Liste des tâches
1 – Quel article du code civil le sommaire de l'extrait d'arrêt cite-t-il ?
2 – Reproduisez à l'identique l'extrait d'arrêt, en commençant à "Arrêt n°653 du" et en finissant à "causé un dommage.".

==== Passage présenté

Arrêt n°653 du 12 novembre 2020 (18-23.479) - Cour de cassation - Chambre commerciale, financière et économique - ECLI:FR:CCASS:2020:CO00653
Responsabilité dilictuelle ou quasi délictuelleCasssation partielle
Sommaire :
Il résulte de l’article 1382, devenu 1240, du code civil que le tiers à un contrat peut invoquer, sur le fondement de la responsabilité délictuelle, un manque contractuel dès lors que ce manquement lui a causé un dommage.

========
==== Informations fournies

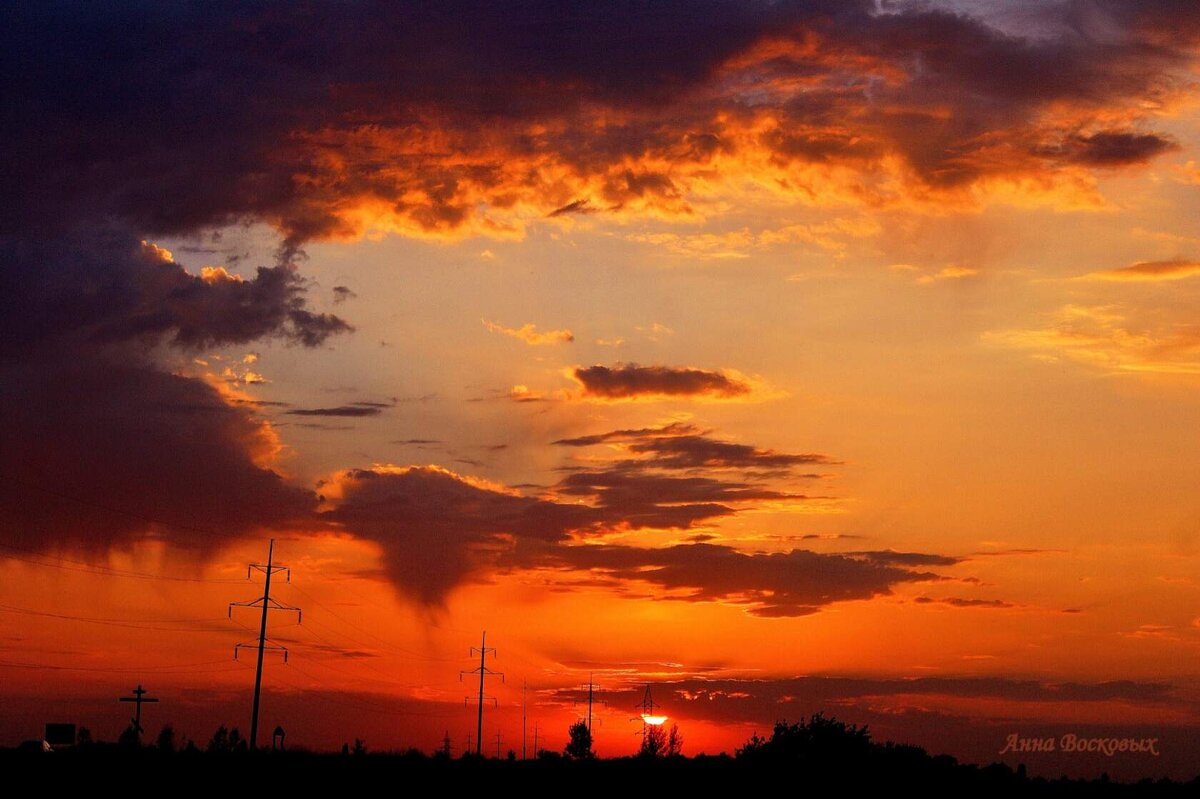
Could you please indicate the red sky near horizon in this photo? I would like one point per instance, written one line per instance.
(789, 358)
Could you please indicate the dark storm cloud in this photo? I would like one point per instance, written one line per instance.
(766, 701)
(100, 454)
(438, 529)
(694, 451)
(628, 380)
(105, 287)
(673, 428)
(1113, 149)
(679, 445)
(105, 446)
(891, 557)
(339, 410)
(958, 601)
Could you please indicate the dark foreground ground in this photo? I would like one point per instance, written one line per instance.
(103, 768)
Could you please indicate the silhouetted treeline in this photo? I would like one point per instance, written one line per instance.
(814, 755)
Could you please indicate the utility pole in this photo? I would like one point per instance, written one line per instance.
(592, 700)
(483, 671)
(648, 718)
(267, 604)
(139, 696)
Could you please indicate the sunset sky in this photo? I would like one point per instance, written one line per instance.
(787, 356)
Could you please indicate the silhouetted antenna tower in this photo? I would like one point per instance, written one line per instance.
(138, 698)
(483, 671)
(267, 604)
(648, 716)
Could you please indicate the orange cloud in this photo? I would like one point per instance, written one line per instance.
(1146, 271)
(1102, 336)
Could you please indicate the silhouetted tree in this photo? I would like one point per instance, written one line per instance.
(654, 742)
(675, 742)
(819, 740)
(130, 738)
(166, 740)
(579, 745)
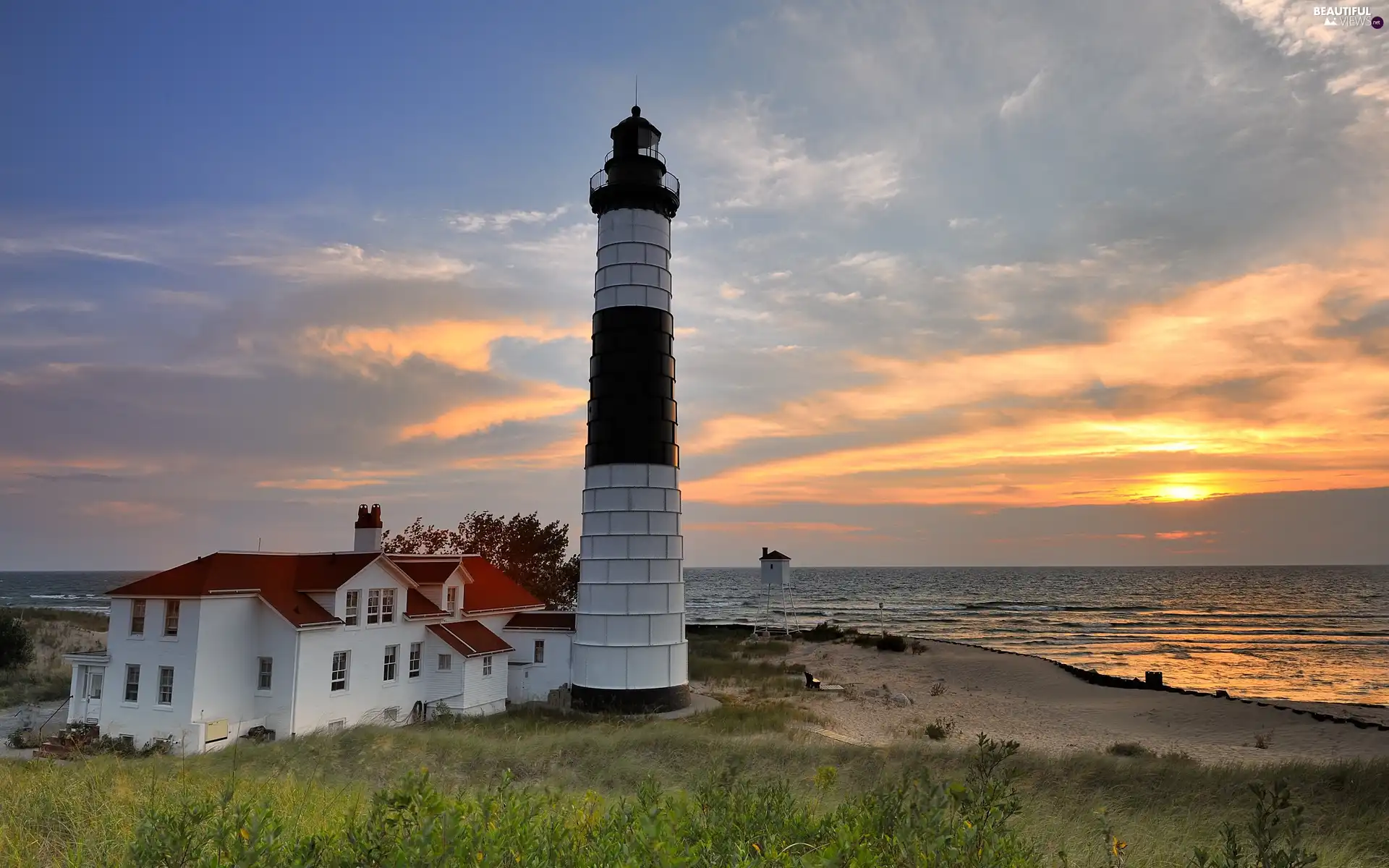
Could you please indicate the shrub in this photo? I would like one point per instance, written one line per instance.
(16, 643)
(940, 729)
(1273, 836)
(891, 642)
(1129, 749)
(727, 820)
(21, 739)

========

Résultats ordonnés
1 – L'article 1382, devenu 1240, du code civil.

2 –
Arrêt n°653 du 12 novembre 2020 (18-23.479) - Cour de cassation - Chambre commerciale, financière et économique - ECLI:FR:CCASS:2020:CO00653
Responsabilité dilictuelle ou quasi délictuelleCasssation partielle
Sommaire :
Il résulte de l’article 1382, devenu 1240, du code civil que le tiers à un contrat peut invoquer, sur le fondement de la responsabilité délictuelle, un manque contractuel dès lors que ce manquement lui a causé un dommage.